MATERIAL SUPPLIED:
--*--
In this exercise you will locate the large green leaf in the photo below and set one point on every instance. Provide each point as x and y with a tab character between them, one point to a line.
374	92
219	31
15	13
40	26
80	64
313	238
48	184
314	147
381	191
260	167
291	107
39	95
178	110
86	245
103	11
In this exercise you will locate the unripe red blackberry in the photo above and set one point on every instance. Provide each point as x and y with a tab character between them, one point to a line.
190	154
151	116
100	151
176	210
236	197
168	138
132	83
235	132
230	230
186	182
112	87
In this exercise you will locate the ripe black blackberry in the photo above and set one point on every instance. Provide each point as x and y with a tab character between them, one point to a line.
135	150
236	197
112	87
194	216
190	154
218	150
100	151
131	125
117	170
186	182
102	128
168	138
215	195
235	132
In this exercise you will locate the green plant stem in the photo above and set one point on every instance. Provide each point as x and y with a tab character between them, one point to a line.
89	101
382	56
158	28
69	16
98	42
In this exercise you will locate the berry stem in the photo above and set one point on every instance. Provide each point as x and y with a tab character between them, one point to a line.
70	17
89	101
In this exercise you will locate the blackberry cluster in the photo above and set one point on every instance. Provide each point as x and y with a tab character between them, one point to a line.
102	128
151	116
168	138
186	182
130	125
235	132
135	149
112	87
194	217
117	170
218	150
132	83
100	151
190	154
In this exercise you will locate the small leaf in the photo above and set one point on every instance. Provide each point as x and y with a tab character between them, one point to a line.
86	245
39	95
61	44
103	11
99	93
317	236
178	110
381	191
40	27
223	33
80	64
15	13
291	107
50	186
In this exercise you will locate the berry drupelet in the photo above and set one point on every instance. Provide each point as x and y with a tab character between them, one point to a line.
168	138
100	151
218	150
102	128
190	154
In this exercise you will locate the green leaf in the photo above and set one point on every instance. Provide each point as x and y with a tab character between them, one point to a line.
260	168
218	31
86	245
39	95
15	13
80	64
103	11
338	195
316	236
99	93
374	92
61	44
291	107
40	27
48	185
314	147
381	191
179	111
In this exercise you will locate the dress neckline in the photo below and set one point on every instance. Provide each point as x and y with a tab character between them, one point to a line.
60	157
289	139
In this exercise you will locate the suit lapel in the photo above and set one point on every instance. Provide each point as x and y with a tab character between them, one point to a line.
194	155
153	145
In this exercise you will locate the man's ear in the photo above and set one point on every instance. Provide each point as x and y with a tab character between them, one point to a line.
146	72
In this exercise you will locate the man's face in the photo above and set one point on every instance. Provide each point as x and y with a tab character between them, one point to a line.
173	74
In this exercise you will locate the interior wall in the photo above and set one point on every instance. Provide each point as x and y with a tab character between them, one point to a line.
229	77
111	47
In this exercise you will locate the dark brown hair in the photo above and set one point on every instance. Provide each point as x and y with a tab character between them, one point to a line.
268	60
--*--
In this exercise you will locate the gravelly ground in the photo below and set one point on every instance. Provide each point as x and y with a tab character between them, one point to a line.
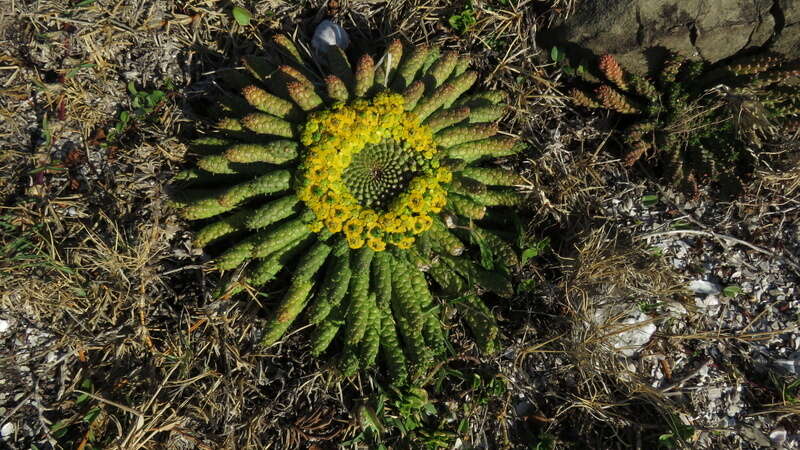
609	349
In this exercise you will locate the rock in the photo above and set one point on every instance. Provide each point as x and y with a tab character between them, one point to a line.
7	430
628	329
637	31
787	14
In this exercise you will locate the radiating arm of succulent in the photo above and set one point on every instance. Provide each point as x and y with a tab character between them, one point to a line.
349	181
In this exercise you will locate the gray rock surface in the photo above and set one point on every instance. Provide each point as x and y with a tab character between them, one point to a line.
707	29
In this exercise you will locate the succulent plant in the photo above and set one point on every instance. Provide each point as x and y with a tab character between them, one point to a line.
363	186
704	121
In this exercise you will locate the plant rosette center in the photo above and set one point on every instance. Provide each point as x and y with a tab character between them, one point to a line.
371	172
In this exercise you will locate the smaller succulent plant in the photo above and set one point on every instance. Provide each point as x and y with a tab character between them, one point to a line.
--*--
WHAT TO WORK ON: Change every occurrence of "photo" to "image" in the rows starting at the line that contains "In this exercise you will locate the gravelly" and ending at the line that contains "In this exercise you will locate the smaller", leaving all else unchanged. Reproduce only those lines, and leave the pictures out of your answer.

THE RESPONSE:
In this exercise you will locate the gravelly ground in the image below and set one point on every instance. Provide each point as x and y with a tab character between them, one point to a line.
609	349
In this exercise you will locate the rock in the image above and set one point on every instance. Provide each point as x and y with a tab character between them, one point to a line.
7	430
628	329
637	31
787	14
In this exercise you will locate the radiating arm of succulent in the image above and set one point on every instance. Provide each point as x and y with a tab character between them, one point to a line.
349	181
In this exercise you will locate the gray rock surface in the image above and set one point on every instance. Provide each point as x and y with a tab character between them, one point to a line.
707	29
In this exercise you will locate the succulent plant in the image above and set one point on every instance. Provide each point as x and y with a tab character between them, one point to a line.
363	186
704	121
In this exercise you will locate the plant rosette center in the image above and set one point on every instance. Provide each point as x and y with a tab character between them, one point to a line.
371	172
In this exercise you will locate the smaller succulent plant in the image above and set one point on every instance. Provide each point as x and y with a tab character between them, one point to a line.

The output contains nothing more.